» EXERCISE MATERIAL:
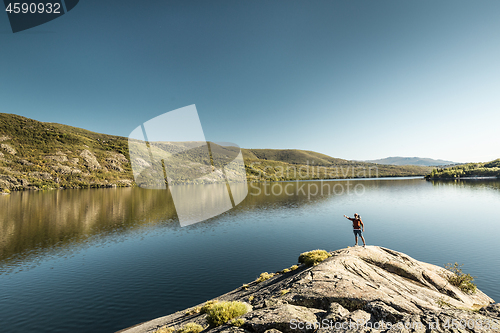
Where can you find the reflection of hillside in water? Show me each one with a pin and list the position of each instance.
(33, 222)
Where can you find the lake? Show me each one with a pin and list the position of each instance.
(100, 260)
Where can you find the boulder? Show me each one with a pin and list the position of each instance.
(357, 290)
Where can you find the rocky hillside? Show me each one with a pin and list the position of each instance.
(354, 290)
(38, 155)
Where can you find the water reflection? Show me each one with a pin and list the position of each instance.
(36, 223)
(33, 222)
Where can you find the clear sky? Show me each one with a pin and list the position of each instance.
(351, 79)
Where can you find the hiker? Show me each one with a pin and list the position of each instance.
(358, 227)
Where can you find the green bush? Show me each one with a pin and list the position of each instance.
(221, 312)
(190, 328)
(460, 279)
(314, 257)
(237, 322)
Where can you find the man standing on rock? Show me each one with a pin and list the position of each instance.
(358, 227)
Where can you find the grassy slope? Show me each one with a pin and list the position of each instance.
(489, 169)
(46, 157)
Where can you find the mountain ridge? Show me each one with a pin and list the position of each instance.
(422, 161)
(44, 155)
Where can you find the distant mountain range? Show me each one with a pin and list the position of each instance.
(411, 161)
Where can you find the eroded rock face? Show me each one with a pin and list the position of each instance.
(89, 160)
(370, 289)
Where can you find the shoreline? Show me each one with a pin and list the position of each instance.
(373, 285)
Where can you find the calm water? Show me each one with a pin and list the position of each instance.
(102, 260)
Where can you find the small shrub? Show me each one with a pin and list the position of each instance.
(460, 279)
(265, 276)
(313, 258)
(237, 322)
(190, 328)
(221, 312)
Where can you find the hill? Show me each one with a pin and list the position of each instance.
(39, 155)
(411, 161)
(469, 170)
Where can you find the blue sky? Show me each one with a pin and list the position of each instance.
(351, 79)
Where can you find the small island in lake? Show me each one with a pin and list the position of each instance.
(372, 289)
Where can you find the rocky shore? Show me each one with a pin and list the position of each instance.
(358, 289)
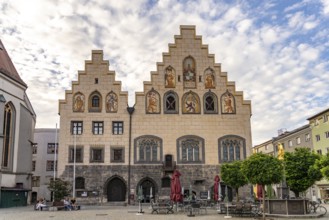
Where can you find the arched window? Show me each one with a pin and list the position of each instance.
(230, 148)
(95, 102)
(148, 149)
(210, 103)
(190, 149)
(8, 135)
(170, 102)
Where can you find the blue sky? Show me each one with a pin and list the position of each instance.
(277, 52)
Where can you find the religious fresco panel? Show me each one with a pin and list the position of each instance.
(228, 103)
(209, 76)
(191, 103)
(111, 102)
(78, 102)
(152, 102)
(170, 77)
(189, 73)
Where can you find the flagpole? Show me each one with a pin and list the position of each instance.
(55, 160)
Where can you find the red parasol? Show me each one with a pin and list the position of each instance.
(216, 184)
(259, 192)
(176, 190)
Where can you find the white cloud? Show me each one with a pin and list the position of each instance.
(280, 65)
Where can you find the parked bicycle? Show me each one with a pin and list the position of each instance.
(315, 207)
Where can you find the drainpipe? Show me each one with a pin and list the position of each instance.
(130, 111)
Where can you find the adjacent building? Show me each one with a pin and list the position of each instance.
(17, 122)
(320, 137)
(189, 117)
(44, 162)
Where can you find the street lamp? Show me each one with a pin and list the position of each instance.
(74, 157)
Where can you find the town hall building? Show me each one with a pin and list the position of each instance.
(188, 117)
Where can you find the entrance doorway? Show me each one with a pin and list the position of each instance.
(116, 190)
(147, 184)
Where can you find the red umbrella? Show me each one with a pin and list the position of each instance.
(259, 192)
(216, 184)
(176, 190)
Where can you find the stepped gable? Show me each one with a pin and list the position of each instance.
(7, 67)
(191, 68)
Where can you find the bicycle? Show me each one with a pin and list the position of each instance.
(315, 207)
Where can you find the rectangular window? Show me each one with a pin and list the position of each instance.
(78, 154)
(327, 134)
(117, 127)
(50, 165)
(317, 137)
(117, 154)
(52, 147)
(33, 165)
(76, 127)
(35, 149)
(98, 127)
(35, 181)
(96, 155)
(298, 140)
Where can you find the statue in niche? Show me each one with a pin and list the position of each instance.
(189, 72)
(112, 102)
(228, 103)
(209, 79)
(152, 102)
(170, 77)
(191, 103)
(78, 105)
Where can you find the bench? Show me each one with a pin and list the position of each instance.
(166, 206)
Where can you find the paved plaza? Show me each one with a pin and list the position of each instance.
(115, 213)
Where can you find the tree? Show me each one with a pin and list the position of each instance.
(300, 171)
(232, 175)
(60, 188)
(263, 170)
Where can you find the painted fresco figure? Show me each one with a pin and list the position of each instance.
(112, 102)
(78, 103)
(152, 102)
(170, 77)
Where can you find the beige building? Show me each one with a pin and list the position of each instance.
(17, 121)
(189, 117)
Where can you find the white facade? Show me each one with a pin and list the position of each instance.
(45, 140)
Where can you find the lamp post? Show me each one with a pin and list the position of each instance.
(130, 111)
(74, 158)
(55, 160)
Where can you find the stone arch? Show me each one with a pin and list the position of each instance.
(95, 102)
(8, 136)
(231, 147)
(116, 189)
(147, 183)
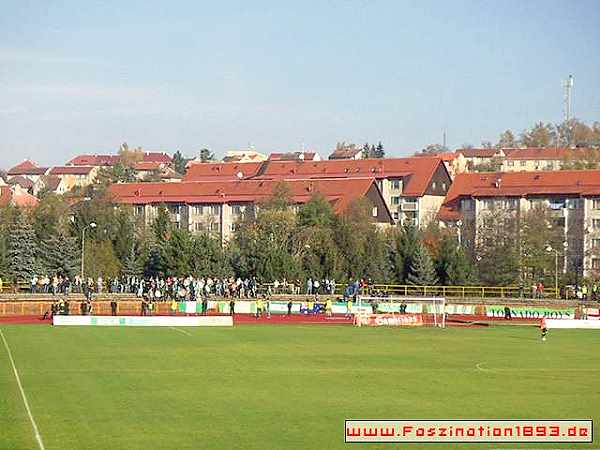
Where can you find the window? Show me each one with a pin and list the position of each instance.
(487, 203)
(557, 203)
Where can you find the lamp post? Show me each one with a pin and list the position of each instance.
(550, 249)
(556, 253)
(91, 225)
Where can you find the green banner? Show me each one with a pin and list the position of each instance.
(531, 312)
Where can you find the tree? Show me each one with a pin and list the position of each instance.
(379, 151)
(263, 244)
(496, 248)
(317, 212)
(132, 266)
(128, 157)
(540, 135)
(538, 231)
(452, 265)
(179, 162)
(100, 259)
(507, 140)
(208, 257)
(403, 242)
(576, 161)
(22, 254)
(119, 173)
(206, 155)
(434, 148)
(59, 253)
(422, 269)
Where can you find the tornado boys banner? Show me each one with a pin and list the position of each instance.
(531, 312)
(390, 320)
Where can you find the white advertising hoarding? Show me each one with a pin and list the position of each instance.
(145, 321)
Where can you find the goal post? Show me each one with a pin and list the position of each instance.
(401, 311)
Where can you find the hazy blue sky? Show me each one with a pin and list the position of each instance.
(84, 76)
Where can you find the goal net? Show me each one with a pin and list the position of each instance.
(400, 311)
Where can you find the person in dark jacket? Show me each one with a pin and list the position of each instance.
(113, 306)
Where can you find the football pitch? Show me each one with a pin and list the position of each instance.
(278, 387)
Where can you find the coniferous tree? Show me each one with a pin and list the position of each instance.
(422, 269)
(132, 266)
(22, 261)
(59, 254)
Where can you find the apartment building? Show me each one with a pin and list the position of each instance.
(217, 206)
(74, 176)
(477, 156)
(535, 159)
(413, 188)
(16, 196)
(571, 198)
(111, 160)
(28, 169)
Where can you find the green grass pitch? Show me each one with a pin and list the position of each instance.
(277, 387)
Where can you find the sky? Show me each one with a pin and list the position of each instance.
(85, 76)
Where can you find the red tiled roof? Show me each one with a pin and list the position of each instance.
(292, 156)
(345, 153)
(27, 167)
(340, 192)
(221, 171)
(148, 165)
(94, 160)
(16, 197)
(478, 152)
(541, 153)
(52, 182)
(518, 184)
(417, 170)
(21, 181)
(71, 170)
(111, 160)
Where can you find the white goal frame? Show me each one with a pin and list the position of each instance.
(431, 305)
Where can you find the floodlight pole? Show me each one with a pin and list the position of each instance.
(91, 225)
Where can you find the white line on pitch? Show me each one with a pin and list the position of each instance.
(181, 331)
(38, 437)
(478, 365)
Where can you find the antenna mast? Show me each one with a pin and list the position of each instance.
(568, 85)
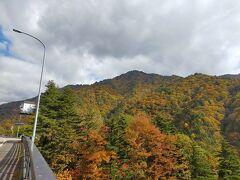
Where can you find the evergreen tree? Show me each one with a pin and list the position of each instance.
(200, 166)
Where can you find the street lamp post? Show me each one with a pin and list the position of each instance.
(40, 85)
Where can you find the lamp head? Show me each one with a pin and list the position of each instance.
(15, 30)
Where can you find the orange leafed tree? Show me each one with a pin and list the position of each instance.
(151, 152)
(91, 156)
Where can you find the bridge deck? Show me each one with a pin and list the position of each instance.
(11, 160)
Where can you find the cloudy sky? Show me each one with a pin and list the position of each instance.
(89, 40)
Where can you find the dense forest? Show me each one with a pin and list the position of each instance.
(140, 126)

» GOAL OF THE EXERCISE:
Every line from the one containing "Where can you find the dense" through the last line of the entries should be output exactly; nothing else belongs in the reply.

» RESPONSE BOX:
Where can you find the dense forest? Show me each one with a pin and list the position of each instance.
(140, 126)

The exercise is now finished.